━━━━━ The input
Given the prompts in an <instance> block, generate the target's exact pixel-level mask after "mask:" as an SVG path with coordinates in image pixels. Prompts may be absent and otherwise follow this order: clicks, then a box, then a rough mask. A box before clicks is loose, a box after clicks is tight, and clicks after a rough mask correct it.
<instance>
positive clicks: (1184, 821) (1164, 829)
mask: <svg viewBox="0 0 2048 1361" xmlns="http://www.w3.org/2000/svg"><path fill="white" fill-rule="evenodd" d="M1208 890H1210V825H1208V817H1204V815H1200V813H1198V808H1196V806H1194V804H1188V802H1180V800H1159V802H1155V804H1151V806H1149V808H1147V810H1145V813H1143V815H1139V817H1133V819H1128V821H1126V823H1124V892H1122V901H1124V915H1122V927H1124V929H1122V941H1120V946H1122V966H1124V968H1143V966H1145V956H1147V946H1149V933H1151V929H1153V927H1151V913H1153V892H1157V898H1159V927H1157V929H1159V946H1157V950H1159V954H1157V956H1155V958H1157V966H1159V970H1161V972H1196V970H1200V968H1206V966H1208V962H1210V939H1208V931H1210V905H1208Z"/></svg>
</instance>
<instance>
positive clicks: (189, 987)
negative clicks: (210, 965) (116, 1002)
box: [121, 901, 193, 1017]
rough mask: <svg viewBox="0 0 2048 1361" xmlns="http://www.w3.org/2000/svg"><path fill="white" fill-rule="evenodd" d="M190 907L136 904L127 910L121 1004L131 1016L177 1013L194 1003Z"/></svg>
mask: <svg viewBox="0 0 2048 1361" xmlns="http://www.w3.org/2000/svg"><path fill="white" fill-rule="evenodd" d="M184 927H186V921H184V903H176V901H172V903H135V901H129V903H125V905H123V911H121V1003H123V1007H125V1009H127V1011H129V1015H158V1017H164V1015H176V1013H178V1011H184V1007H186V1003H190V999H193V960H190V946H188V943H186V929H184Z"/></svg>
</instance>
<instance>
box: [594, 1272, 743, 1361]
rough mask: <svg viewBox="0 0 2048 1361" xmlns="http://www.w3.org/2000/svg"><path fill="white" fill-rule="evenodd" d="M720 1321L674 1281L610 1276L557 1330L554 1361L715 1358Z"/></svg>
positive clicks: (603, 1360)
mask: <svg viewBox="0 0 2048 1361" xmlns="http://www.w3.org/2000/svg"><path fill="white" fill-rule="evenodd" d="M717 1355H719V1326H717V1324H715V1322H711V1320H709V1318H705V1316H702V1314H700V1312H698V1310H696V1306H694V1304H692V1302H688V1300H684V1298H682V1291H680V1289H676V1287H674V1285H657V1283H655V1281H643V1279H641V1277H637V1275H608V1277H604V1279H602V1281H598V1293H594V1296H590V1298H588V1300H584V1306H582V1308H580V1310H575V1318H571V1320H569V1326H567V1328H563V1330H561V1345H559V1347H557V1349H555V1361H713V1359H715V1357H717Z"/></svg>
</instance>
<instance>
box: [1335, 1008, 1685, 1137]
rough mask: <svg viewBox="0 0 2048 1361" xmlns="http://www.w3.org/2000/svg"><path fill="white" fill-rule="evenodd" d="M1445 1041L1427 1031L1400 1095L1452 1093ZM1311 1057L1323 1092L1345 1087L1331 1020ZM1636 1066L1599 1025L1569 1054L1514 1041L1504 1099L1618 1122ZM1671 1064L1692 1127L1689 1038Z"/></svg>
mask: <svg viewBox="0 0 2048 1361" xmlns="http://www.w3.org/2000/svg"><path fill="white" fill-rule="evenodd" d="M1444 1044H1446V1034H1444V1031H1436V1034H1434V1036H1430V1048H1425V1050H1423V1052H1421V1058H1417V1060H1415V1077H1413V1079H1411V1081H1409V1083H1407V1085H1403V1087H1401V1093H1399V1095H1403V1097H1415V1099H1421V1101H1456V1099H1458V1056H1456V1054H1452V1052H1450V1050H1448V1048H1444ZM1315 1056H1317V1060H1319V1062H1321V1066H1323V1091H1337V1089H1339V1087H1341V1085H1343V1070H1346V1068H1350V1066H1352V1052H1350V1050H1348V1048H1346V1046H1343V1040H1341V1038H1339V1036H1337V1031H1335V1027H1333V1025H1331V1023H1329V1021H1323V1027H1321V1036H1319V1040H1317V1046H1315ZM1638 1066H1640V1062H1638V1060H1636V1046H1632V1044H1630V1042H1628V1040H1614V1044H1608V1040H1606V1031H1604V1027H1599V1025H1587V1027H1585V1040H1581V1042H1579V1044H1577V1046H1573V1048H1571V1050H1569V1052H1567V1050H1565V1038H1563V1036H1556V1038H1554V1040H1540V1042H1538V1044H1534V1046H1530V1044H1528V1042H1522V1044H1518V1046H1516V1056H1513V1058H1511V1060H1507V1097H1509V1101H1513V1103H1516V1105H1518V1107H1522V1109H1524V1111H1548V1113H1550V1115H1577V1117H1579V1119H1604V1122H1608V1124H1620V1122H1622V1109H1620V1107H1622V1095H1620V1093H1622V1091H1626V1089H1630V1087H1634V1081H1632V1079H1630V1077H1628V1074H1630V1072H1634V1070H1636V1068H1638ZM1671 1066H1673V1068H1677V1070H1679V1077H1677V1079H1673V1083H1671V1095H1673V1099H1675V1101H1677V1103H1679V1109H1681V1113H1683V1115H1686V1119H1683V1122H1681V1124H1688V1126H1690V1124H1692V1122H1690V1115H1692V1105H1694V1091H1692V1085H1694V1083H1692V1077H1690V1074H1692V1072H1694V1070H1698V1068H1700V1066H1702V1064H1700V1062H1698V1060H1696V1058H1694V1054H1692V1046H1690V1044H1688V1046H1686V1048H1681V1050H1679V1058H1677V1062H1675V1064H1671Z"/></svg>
━━━━━━━━━━
Rewrite all of the entries above, renaming "rough mask" to "coarse mask" wherever it occurs and leaving everything else unchanged.

Worked solution -
Given the prompts in an <instance> block, generate the target's exact pixel-level mask after "mask:" as an SVG path with coordinates in image pixels. Prompts may be absent and otherwise follow this order: clicks, then a box, then a coarse mask. A box before clicks is loose, a box after clicks is tight, and clicks after a coarse mask correct it.
<instance>
positive clicks: (1184, 821) (1164, 829)
mask: <svg viewBox="0 0 2048 1361" xmlns="http://www.w3.org/2000/svg"><path fill="white" fill-rule="evenodd" d="M1208 890H1210V825H1208V817H1204V815H1200V813H1198V808H1196V806H1194V804H1188V802H1180V800H1159V802H1155V804H1151V806H1149V808H1147V810H1145V813H1143V815H1139V817H1133V819H1128V821H1126V823H1124V892H1122V901H1124V915H1122V927H1124V929H1122V941H1120V946H1122V966H1124V968H1143V966H1145V956H1147V946H1149V933H1151V929H1153V927H1151V913H1153V892H1157V898H1159V927H1157V929H1159V946H1157V950H1159V954H1157V956H1155V958H1157V966H1159V970H1161V972H1196V970H1200V968H1206V966H1208V962H1210V939H1208V931H1210V905H1208Z"/></svg>
</instance>
<instance>
positive clicks: (189, 987)
negative clicks: (210, 965) (116, 1002)
box: [121, 901, 193, 1017]
coarse mask: <svg viewBox="0 0 2048 1361" xmlns="http://www.w3.org/2000/svg"><path fill="white" fill-rule="evenodd" d="M190 907L136 904L127 910L121 1004L131 1016L177 1013L194 1003Z"/></svg>
mask: <svg viewBox="0 0 2048 1361" xmlns="http://www.w3.org/2000/svg"><path fill="white" fill-rule="evenodd" d="M184 927H186V921H184V903H176V901H172V903H135V901H129V903H125V905H123V911H121V1003H123V1007H125V1009H127V1011H129V1015H158V1017H164V1015H176V1013H178V1011H184V1007H186V1003H190V999H193V960H190V946H188V943H186V929H184Z"/></svg>
</instance>
<instance>
box: [594, 1272, 743, 1361]
coarse mask: <svg viewBox="0 0 2048 1361" xmlns="http://www.w3.org/2000/svg"><path fill="white" fill-rule="evenodd" d="M720 1321L674 1281L610 1276L557 1330L554 1361L715 1358Z"/></svg>
positive clicks: (603, 1360)
mask: <svg viewBox="0 0 2048 1361" xmlns="http://www.w3.org/2000/svg"><path fill="white" fill-rule="evenodd" d="M717 1355H719V1326H717V1324H715V1322H711V1320H709V1318H705V1316H702V1314H700V1312H698V1310H696V1306H694V1304H692V1302H688V1300H684V1298H682V1291H680V1289H676V1287H674V1285H657V1283H655V1281H643V1279H641V1277H637V1275H608V1277H604V1279H602V1281H598V1293H594V1296H590V1298H588V1300H584V1306H582V1308H580V1310H575V1318H571V1320H569V1326H567V1328H563V1330H561V1345H559V1347H557V1349H555V1361H713V1359H715V1357H717Z"/></svg>
</instance>
<instance>
box: [1335, 1008, 1685, 1137]
coarse mask: <svg viewBox="0 0 2048 1361" xmlns="http://www.w3.org/2000/svg"><path fill="white" fill-rule="evenodd" d="M1445 1041L1427 1031L1400 1095L1452 1093ZM1311 1057L1323 1092L1345 1087L1331 1020ZM1636 1066L1599 1025L1569 1054L1514 1041L1504 1099L1618 1122ZM1671 1064L1692 1127L1689 1038Z"/></svg>
mask: <svg viewBox="0 0 2048 1361" xmlns="http://www.w3.org/2000/svg"><path fill="white" fill-rule="evenodd" d="M1444 1044H1446V1034H1444V1031H1436V1034H1434V1036H1430V1048H1425V1050H1423V1052H1421V1058H1417V1060H1415V1077H1413V1079H1411V1081H1409V1083H1407V1085H1403V1087H1401V1093H1399V1095H1403V1097H1415V1099H1421V1101H1456V1099H1458V1056H1456V1054H1452V1052H1450V1050H1448V1048H1444ZM1315 1056H1317V1060H1319V1062H1321V1066H1323V1091H1337V1089H1339V1087H1341V1085H1343V1070H1346V1068H1350V1066H1352V1052H1350V1050H1348V1048H1346V1046H1343V1040H1341V1038H1339V1036H1337V1031H1335V1027H1333V1025H1331V1023H1329V1021H1323V1027H1321V1036H1319V1040H1317V1046H1315ZM1638 1066H1640V1062H1638V1060H1636V1046H1632V1044H1630V1042H1628V1040H1614V1044H1608V1040H1606V1031H1604V1027H1599V1025H1587V1027H1585V1040H1581V1042H1579V1044H1577V1046H1573V1048H1571V1050H1569V1052H1567V1050H1565V1038H1563V1036H1556V1038H1554V1040H1540V1042H1538V1044H1534V1046H1530V1044H1528V1042H1522V1044H1518V1046H1516V1056H1513V1058H1511V1060H1507V1097H1509V1101H1513V1103H1516V1105H1518V1107H1522V1109H1524V1111H1548V1113H1550V1115H1577V1117H1579V1119H1604V1122H1608V1124H1620V1122H1622V1109H1620V1107H1622V1095H1620V1093H1622V1091H1626V1089H1630V1087H1634V1081H1632V1079H1630V1077H1628V1074H1630V1072H1634V1070H1636V1068H1638ZM1671 1066H1673V1068H1677V1070H1679V1077H1677V1079H1673V1083H1671V1095H1673V1099H1675V1101H1677V1103H1679V1109H1681V1113H1683V1115H1686V1119H1683V1122H1681V1124H1688V1126H1690V1124H1692V1122H1690V1115H1692V1105H1694V1091H1692V1085H1694V1083H1692V1077H1690V1074H1692V1072H1694V1070H1698V1068H1700V1066H1702V1064H1700V1062H1698V1060H1696V1058H1694V1054H1692V1046H1690V1044H1688V1046H1686V1048H1681V1050H1679V1058H1677V1062H1675V1064H1671Z"/></svg>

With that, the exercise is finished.